- [Directives]
a: In the entity dataset code, what value is assigned to MAX_LEN?
b: Resume the entity dataset code from its final line and carry it forward.

- [Excerpted text]
◇ ◇ ◇ ◇
# Environment

In [2]:
import torch
import joblib
import torch.nn as nn

from torchcrf import CRF
from collections import OrderedDict
from IPython.display import display, HTML
from transformers import AutoModel, XLMRobertaTokenizer

  from .autonotebook import tqdm as notebook_tqdm


# Corpus

In [3]:
class EntityDataset:
    def __init__(self, texts, tags, enc_tag, char_vocab):
        self.texts = texts
        self.tags = tags
        self.enc_tag=enc_tag
        self.char_vocab = char_vocab
        self.tokenizer = XLMRobertaTokenizer.from_pretrained("xlm-roberta-base")

    def __len__(self):
        return len(self.texts)

    def __getitem__(self, item):
        MAX_LEN = 256
        CHAR_MAX_LEN = 32
        
        text = self.texts[item]
        tags = self.tags[item]

        ids = []
        char_ids = []
        target_tag =[]

        for i, s in enumerate(text):
            inputs = self.tokenizer.encode(
                str(s),
                add_special_tokens=False
            )
            tokens = self.tokenizer.tokenize(s)
            input_len = len(inputs)
            ids.extend(inputs)

            # Tag
            target_tag.extend([tags[i]] * input_len)

            # Char
            char, input_char_ids = [], []
            for token in tokens:
                if token == self.tokenizer.unk_token:
                    char.append(token)
◇ ◇ ◇ ◇
- [Raw data]
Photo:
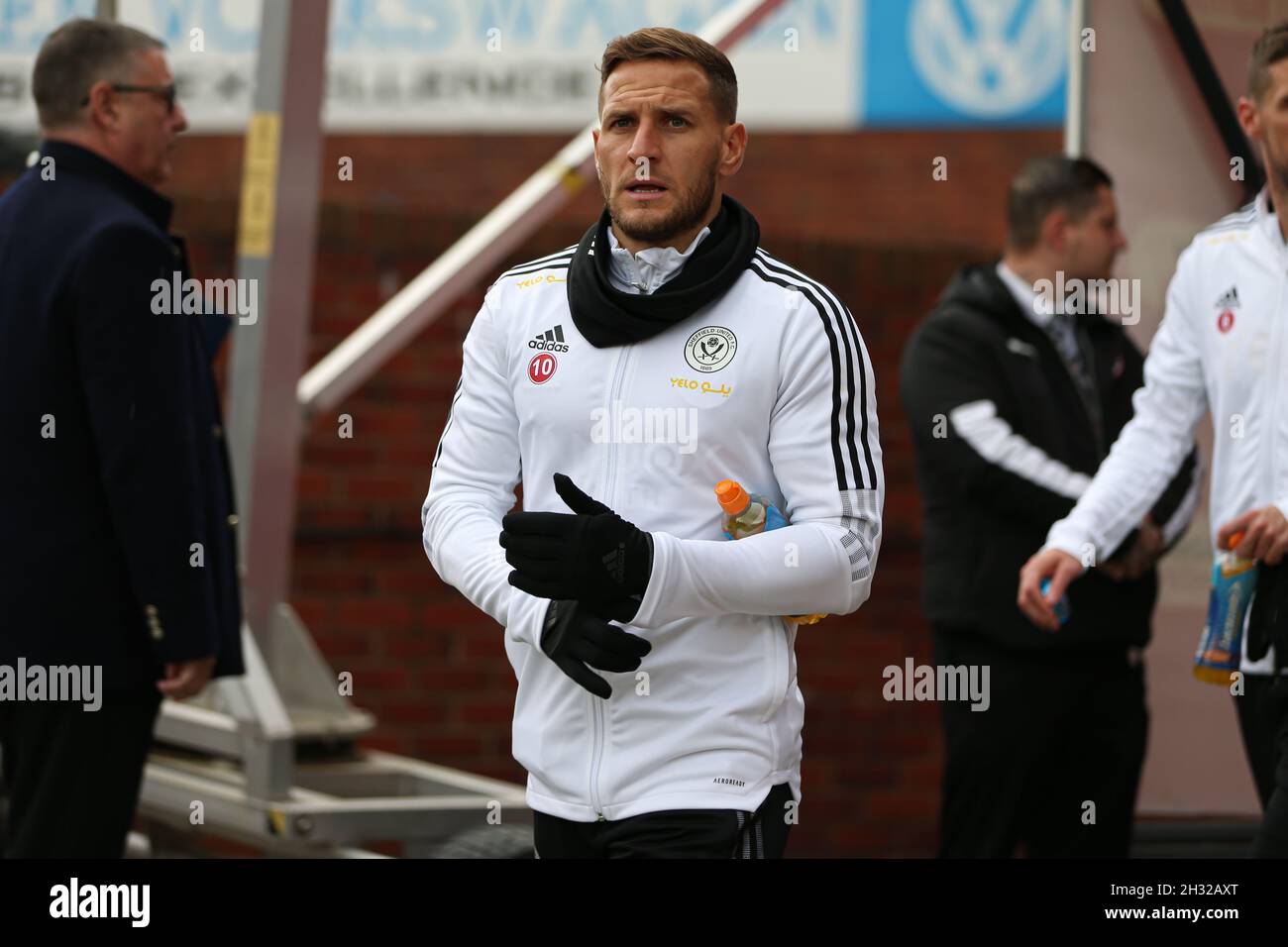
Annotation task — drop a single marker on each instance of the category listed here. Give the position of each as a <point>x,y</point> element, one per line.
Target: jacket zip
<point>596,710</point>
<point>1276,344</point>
◇ ◇ ◇ ◇
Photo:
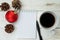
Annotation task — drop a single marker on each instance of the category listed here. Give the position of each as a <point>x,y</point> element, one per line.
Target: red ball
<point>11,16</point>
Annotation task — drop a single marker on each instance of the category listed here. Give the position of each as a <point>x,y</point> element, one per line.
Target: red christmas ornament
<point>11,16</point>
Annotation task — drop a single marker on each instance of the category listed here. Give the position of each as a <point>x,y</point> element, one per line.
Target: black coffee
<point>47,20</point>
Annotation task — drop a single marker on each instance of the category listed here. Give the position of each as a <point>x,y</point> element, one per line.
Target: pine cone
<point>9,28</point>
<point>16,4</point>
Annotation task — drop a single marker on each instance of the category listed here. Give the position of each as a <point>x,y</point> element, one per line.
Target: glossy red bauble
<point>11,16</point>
◇ ◇ ◇ ◇
- [Answers given]
a: 256

b:
                    input_char_ids.append([self.char_vocab.get(token, 0)])
                else:
                    character = [char for char in token]
                    character_ids = [self.char_vocab[i] for i in token]

                    char.append(character)
                    input_char_ids.append(character_ids)
            char_ids.extend(input_char_ids)
            
        ids = ids[:MAX_LEN - 2]
        char_ids = char_ids[:MAX_LEN - 2]
        target_tag = target_tag[:MAX_LEN - 2]

        # Add special token: <s> and </s>
        CLS_ID = self.tokenizer.cls_token_id
        SEP_ID = self.tokenizer.sep_token_id
        ids = [CLS_ID] + ids + [SEP_ID]

        char_ids = [[0]] + char_ids + [[0]]
        
        o_tag=self.enc_tag.transform(["O"])[0]
        target_tag = [o_tag] + target_tag + [o_tag]

        # Masking
        mask = [1] * len(ids)
        token_type_ids = [0] * len(ids) # Not used in XLM-R, just for compatibility

        padding_len = MAX_LEN - len(ids)

        ids = ids + ([self.tokenizer.pad_token_id] * padding_len)
        mask = mask + ([0] * padding_len)
        token_type_ids = token_type_ids + ([0] * padding_len)
        target_tag = target_tag + ([0] * padding_len)

        char_ids = [i[:CHAR_MAX_LEN] for i in char_ids]
        char_ids = [i + [0] * (CHAR_MAX_LEN - len(i)) for i in char_ids] + \
            [[0] * CHAR_MAX_LEN] * (MAX_LEN - len(char_ids))

        return {
            "ids": torch.tensor(ids, dtype=torch.long),
            "mask": torch.tensor(mask, dtype=torch.long),
            "token_type_ids": torch.tensor(token_type_ids, dtype=torch.long),
            "target_tag": torch.tensor(target_tag, dtype=torch.long),
            "chars": torch.tensor(char_ids, dtype=torch.long),
        }

# CNN

In [4]:
class CharCNN(nn.Module):
    def __init__(self, 
                 char_emb_dim,
                 char_input_dim,
                 char_emb_dropout,
                 char_cnn_filter_num,
                 char_cnn_kernel_size,
                 char_cnn_dropout
                ):
        super(CharCNN, self).__init__()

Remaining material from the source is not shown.